* [WHAT YOU WILL DO]: Each of the entries below needs to be given again exactly.

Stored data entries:

┄┄┄┄┄┄┄┄┄┄┄┄┄┄┄┄┄┄┄┄

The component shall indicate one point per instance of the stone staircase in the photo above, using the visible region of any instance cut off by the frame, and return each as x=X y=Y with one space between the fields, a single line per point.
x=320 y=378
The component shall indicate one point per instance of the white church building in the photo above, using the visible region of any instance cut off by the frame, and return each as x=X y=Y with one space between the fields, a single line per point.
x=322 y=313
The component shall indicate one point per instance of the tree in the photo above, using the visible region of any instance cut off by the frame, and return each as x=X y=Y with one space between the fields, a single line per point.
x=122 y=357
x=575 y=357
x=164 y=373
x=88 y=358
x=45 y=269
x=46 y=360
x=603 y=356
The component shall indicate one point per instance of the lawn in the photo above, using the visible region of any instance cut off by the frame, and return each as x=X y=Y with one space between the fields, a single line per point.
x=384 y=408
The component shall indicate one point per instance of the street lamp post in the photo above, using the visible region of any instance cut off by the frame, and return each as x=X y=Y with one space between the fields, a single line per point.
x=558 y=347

┄┄┄┄┄┄┄┄┄┄┄┄┄┄┄┄┄┄┄┄

* [WRITTEN SOLUTION]:
The component shall indicate one point per instance of the stone staircase in the photo above, using the visible region of any instance cut off by the frame, and return each as x=X y=Y with one space between the fields, a single line per point.
x=320 y=378
The component shall indicate one point per instance of the white church building in the photo above, using the visible region of any instance cut off by the frame, and return each as x=X y=Y with one space between the fields, a single line per point.
x=322 y=313
The component shall indicate one point per instance of the tree in the photo above, using the visible region of any instance cut off by the frame, and return each as x=X y=Y with one space between the fields, a single line per point.
x=122 y=357
x=575 y=357
x=164 y=373
x=88 y=358
x=45 y=269
x=46 y=360
x=603 y=356
The component shall indicate one point per instance of the lawn in the photo above, using the visible region of any instance cut off by the frame, and return each as x=X y=Y with one space between the fields, a single line per point.
x=384 y=408
The component shall indicate one point per instance of the street lamp post in the photo above, using the visible region of any instance cut off by the frame, and return each as x=X y=Y with one space between the fields, a single line per point.
x=558 y=347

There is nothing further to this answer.